▶ **Excerpted text**
Speechless was i in Morrisons petrol station today.

 

Popped in to top the LPG up in one of the cars, there's one pump with a pipe outlet either side, bloke just pipped me to the petrol pump on my correct side so i just backed in to use the the other lpg pipe...comprende?

 

Any old way, the counter zeros and there's gun and gas pressure there but the gas won't flow, remade the connection twice to double check, still no go.

Nipped to the kiosk to ask if anyone's had trouble with number 13, ''NO'', ok i'll try 14 when the other geezers gone....his 206 eventually sputtered into life, thought it was gunna be a push out job.

 

Hey presto lpg pump 14 works fine.

 

Go to pay and let them know 13's definately faulty.

 

and now we come to the face palm...

 

''It probably won't work because you were facing the wrong way''   how would that effect the pump i stupidly asked and immediately wished i hadn't  ''the pump might not be connected right that way''

 

give me strength.

 

 

Posted

Oh yes.........it make you wonder how some people manage to get through the day, LOLs

Posted

My fave petrol station incident where I was the star was when I stopped to fill my old Xtz660 Tenere

Pulled up,side stand down and then do a sort of side shuffle to get my left foot on the ground properly

Only I hadn't put the stand down properly which resulted in the bike moving forward and falling over to the left

Didn't go that far,as I was trapped in between the falling bike and the pump dispensors

Took me a few mins to get back up vertical again as I was laughing to much to do anything

  • Like 2
Posted

I've been in the Imp and had the staff diss me over the tannoy for trying to put petrol into the engine. This was in the 1990s, too...

▶ **Data extract**
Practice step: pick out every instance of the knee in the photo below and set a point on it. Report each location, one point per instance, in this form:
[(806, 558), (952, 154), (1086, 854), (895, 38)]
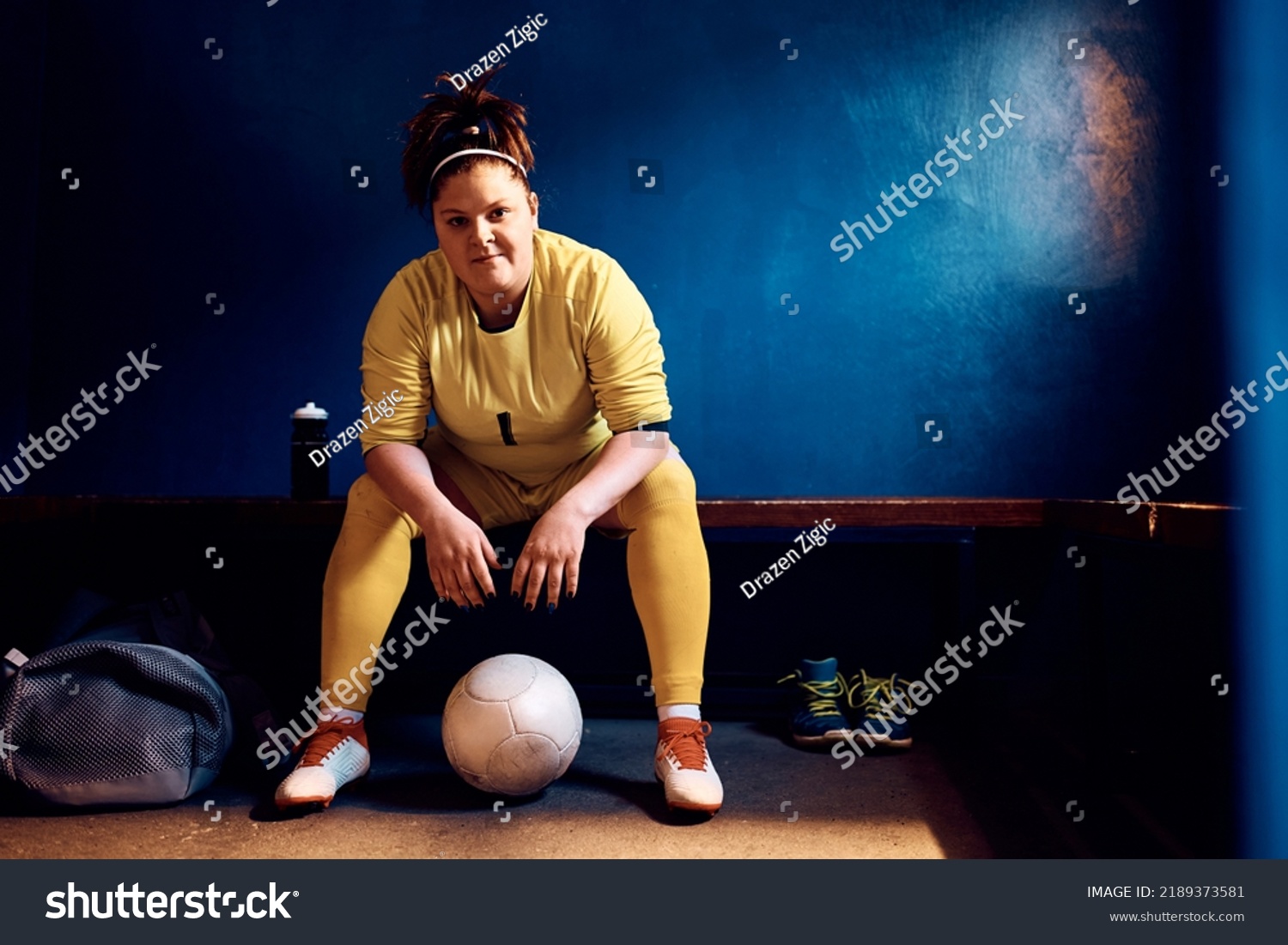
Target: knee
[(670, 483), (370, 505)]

▶ **What you should do**
Reproduce the petrol station posts above word for word, from "Nipped to the" to "the face palm...".

▶ **Full output**
Nipped to the kiosk to ask if anyone's had trouble with number 13, ''NO'', ok i'll try 14 when the other geezers gone....his 206 eventually sputtered into life, thought it was gunna be a push out job.

 

Hey presto lpg pump 14 works fine.

 

Go to pay and let them know 13's definately faulty.

 

and now we come to the face palm...